Task –
Please copy these rows word for word, everything from the line containing "Exercise. For every instance of the white van" down to the line containing "point(451, 179)", with both of those lines included.

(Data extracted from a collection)
START
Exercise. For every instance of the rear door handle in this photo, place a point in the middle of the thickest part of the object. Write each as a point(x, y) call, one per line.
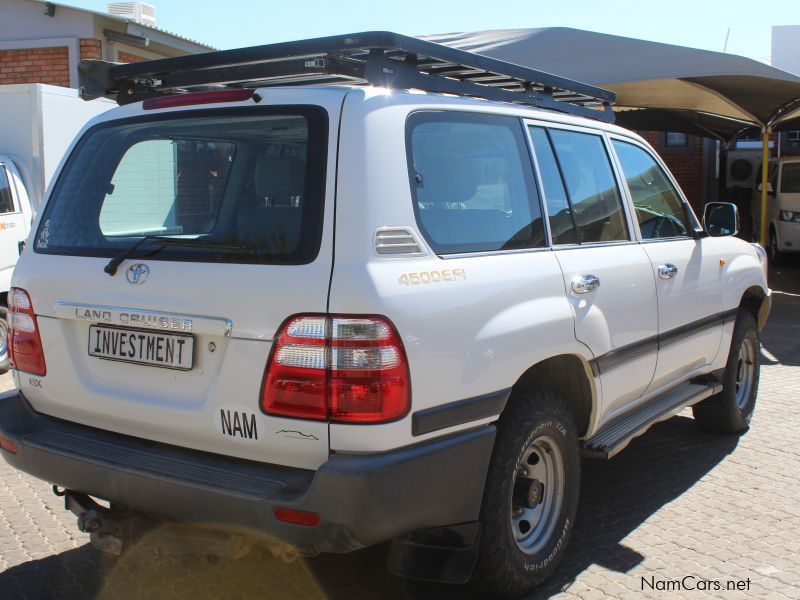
point(667, 271)
point(583, 284)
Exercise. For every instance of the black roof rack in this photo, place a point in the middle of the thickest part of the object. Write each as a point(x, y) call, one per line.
point(377, 57)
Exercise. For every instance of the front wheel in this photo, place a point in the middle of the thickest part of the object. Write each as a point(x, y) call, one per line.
point(730, 411)
point(531, 496)
point(5, 363)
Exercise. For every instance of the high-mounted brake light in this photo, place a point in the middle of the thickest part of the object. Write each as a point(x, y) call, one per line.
point(24, 343)
point(213, 97)
point(338, 368)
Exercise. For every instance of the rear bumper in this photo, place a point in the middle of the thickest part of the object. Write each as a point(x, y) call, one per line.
point(362, 499)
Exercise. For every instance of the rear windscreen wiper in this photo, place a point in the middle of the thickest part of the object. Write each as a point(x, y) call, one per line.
point(114, 263)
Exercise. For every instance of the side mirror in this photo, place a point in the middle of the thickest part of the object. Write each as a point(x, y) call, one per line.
point(721, 218)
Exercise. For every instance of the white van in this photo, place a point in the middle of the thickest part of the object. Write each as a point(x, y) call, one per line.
point(37, 125)
point(783, 208)
point(324, 316)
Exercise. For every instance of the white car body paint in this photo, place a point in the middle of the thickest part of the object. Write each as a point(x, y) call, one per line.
point(473, 334)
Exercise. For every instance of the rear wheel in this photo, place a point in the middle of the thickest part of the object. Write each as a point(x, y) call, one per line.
point(531, 495)
point(730, 411)
point(5, 363)
point(776, 257)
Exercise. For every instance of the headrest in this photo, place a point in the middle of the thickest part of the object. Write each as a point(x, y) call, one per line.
point(280, 176)
point(451, 179)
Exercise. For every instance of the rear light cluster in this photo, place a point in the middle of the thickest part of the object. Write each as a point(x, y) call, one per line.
point(337, 368)
point(24, 343)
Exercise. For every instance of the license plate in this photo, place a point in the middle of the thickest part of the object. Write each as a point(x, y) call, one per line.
point(152, 348)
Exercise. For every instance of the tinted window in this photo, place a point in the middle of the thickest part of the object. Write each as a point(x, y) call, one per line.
point(790, 180)
point(562, 225)
point(6, 201)
point(231, 185)
point(472, 183)
point(659, 208)
point(592, 189)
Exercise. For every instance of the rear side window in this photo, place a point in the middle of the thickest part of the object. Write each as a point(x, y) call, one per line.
point(790, 180)
point(226, 185)
point(6, 201)
point(659, 208)
point(472, 183)
point(559, 211)
point(593, 197)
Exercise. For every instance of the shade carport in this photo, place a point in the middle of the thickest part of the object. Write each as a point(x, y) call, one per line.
point(659, 87)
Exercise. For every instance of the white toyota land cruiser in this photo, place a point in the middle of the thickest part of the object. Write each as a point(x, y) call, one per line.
point(326, 315)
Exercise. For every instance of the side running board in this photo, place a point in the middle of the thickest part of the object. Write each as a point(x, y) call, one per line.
point(617, 434)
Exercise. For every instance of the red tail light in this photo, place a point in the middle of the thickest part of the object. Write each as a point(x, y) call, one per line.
point(188, 99)
point(24, 343)
point(345, 369)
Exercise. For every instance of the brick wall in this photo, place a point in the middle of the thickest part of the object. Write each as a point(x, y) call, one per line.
point(123, 56)
point(686, 164)
point(91, 49)
point(35, 65)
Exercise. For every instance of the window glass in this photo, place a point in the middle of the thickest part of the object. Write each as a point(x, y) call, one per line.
point(562, 226)
point(230, 185)
point(6, 201)
point(676, 139)
point(593, 193)
point(790, 180)
point(659, 209)
point(472, 183)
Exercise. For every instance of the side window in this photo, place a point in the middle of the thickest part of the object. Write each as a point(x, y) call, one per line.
point(562, 225)
point(472, 183)
point(591, 186)
point(659, 209)
point(790, 179)
point(6, 201)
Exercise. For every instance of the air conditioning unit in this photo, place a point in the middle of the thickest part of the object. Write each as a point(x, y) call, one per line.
point(742, 169)
point(139, 12)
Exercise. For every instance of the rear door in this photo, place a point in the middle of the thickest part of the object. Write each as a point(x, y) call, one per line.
point(687, 270)
point(607, 274)
point(231, 208)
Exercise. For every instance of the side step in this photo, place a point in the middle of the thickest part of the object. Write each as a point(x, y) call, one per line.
point(617, 434)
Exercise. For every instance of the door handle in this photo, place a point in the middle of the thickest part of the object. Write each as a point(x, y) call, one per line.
point(667, 271)
point(583, 284)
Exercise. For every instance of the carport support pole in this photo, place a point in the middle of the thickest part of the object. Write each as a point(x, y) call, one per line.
point(765, 132)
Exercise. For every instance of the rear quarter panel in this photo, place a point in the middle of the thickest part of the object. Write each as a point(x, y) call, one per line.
point(474, 332)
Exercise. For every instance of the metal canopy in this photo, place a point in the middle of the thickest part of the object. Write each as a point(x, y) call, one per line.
point(689, 83)
point(377, 58)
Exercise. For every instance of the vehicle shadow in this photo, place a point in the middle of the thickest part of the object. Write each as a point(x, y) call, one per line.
point(617, 496)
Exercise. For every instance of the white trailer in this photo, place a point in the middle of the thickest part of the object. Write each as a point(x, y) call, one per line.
point(37, 125)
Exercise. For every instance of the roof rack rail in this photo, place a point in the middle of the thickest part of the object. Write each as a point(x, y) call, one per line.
point(378, 58)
END
Output –
Exercise. For every instance of the white van in this photo, place a point in the middle of the thickest part of the object. Write each as a point(x, y) call, one per line.
point(37, 125)
point(783, 208)
point(324, 316)
Exercise. For every instance of the white car body paint in this photo, place a point in the middle of the thickest part of the object. Write each as a point(x, y) call, one per line.
point(473, 334)
Exercise. For every instance of the rear wheel in this photo, place a point in the middle of the thickest part of the object. Write each as a point(x, y) call, one per line.
point(531, 495)
point(730, 411)
point(5, 363)
point(776, 257)
Exercise. For every instance of the headrest in this photo, place a point in the middle of the thickest part of the object. Write each as a point(x, y) call, one per line.
point(280, 176)
point(451, 179)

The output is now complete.